- TESTO DA ESAMINARE:
┌──
Ci ricorderemo di quest’anno

AGI – Lo ricorderemo così negli anni a venire, e probabilmente anche nei libri di storia: il 2020 è senza dubbio l’anno del Covid, uno di quegli anni che diventano spartiacque, come il 1914, il 1945 o il 1989.

Eppure gli italiani erano andati a dormire tranquilli la notte di giovedì 20 febbraio. Da settimane il numero totale dei casi di coronavirus nella penisola era fermo a tre, e tutti importati. I controlli a tappeto negli aeroporti e la chiusura dei voli dalla Cina, dove peraltro i contagi erano già in netto calo, lasciavano pensare che il peggio fosse passato. Solo che, mentre sorvegliavamo la porta di casa ben armati, alle nostre spalle il virus entrava dalla finestra, e nel posto meno prevedibile.
└──
- COME PROCEDERE: Copia dal brano sull'anno del Covid la parte che comincia con «Ci ricorderemo di» e termina con «1945 o il 1989.». Le righe provengono da una fonte diversa da quella del brano.

(Righe elencate in un dataset)
┌──
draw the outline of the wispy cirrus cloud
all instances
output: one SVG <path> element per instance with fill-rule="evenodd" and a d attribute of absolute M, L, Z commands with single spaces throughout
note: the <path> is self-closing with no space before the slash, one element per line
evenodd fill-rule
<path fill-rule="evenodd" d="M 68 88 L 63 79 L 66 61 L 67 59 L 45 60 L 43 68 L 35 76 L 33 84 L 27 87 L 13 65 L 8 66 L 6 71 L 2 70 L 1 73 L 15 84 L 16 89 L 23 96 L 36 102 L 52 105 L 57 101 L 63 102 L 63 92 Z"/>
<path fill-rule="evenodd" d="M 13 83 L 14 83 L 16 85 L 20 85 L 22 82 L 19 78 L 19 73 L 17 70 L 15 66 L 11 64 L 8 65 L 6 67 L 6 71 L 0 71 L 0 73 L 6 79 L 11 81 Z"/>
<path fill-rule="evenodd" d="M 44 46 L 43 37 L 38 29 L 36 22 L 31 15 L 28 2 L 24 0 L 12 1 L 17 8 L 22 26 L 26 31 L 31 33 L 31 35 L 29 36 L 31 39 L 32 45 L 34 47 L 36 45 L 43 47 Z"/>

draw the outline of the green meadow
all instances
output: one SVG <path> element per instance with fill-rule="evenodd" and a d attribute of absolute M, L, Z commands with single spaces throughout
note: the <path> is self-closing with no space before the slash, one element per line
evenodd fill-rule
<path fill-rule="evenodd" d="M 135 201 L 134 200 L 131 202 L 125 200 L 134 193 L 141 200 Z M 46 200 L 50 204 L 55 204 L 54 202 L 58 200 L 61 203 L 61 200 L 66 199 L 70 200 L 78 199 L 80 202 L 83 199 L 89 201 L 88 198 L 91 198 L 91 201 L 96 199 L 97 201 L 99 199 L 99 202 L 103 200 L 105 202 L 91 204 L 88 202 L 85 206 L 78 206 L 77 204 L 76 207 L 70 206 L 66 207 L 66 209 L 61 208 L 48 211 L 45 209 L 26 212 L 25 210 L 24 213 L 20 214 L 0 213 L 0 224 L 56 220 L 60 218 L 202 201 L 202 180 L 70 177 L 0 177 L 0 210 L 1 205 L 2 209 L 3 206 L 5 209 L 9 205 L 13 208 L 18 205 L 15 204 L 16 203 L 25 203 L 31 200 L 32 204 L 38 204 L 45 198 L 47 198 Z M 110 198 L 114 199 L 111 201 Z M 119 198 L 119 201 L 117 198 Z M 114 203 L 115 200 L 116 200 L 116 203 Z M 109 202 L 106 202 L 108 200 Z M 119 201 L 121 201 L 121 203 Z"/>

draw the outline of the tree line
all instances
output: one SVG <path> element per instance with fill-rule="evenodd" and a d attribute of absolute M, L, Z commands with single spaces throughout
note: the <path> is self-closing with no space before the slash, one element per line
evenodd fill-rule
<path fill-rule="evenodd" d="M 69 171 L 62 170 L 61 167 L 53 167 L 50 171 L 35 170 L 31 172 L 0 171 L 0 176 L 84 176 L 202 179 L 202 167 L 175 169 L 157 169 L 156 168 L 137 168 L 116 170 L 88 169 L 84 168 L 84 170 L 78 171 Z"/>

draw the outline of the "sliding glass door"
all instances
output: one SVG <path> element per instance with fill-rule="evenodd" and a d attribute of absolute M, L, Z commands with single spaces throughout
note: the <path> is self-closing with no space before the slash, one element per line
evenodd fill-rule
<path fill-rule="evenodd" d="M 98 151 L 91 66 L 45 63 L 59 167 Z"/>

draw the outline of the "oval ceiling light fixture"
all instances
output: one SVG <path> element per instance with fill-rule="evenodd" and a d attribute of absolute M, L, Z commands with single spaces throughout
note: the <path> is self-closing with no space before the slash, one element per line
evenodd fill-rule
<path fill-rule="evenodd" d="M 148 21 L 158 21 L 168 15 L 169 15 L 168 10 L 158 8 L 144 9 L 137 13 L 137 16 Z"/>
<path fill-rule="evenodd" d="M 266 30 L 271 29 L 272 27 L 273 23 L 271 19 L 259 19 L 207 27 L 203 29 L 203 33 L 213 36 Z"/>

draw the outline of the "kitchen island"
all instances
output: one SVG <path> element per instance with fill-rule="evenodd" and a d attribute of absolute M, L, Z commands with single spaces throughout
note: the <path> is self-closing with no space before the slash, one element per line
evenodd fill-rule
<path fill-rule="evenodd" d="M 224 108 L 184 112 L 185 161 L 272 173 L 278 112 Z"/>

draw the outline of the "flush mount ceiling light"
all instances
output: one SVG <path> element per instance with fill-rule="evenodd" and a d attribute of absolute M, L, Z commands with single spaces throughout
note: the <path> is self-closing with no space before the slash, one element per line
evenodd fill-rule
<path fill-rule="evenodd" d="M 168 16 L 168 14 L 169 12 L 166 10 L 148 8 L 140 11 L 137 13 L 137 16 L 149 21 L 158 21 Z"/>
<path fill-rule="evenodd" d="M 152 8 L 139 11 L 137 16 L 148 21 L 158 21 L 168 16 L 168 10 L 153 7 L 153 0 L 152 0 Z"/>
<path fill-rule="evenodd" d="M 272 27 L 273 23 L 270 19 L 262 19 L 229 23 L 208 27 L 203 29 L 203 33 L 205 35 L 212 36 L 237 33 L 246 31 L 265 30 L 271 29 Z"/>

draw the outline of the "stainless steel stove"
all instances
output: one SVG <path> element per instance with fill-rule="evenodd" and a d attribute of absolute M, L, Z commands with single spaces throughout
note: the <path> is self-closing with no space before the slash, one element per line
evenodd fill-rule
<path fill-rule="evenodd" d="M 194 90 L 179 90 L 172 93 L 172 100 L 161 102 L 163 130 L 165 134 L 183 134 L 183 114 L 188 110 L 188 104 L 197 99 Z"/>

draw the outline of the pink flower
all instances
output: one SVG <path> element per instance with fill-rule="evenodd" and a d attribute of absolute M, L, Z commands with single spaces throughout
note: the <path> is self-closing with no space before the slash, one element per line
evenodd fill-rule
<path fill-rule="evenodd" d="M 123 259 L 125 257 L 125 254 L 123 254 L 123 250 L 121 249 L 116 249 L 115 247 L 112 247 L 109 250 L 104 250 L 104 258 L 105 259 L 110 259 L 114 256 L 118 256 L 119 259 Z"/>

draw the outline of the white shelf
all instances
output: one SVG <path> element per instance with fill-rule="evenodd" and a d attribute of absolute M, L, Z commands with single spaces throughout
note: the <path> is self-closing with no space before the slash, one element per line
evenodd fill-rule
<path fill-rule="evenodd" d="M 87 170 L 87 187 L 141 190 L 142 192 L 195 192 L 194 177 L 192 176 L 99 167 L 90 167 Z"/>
└──
- SPAZIO RISPOSTA:
Ci ricorderemo di quest’anno

AGI – Lo ricorderemo così negli anni a venire, e probabilmente anche nei libri di storia: il 2020 è senza dubbio l’anno del Covid, uno di quegli anni che diventano spartiacque, come il 1914, il 1945 o il 1989.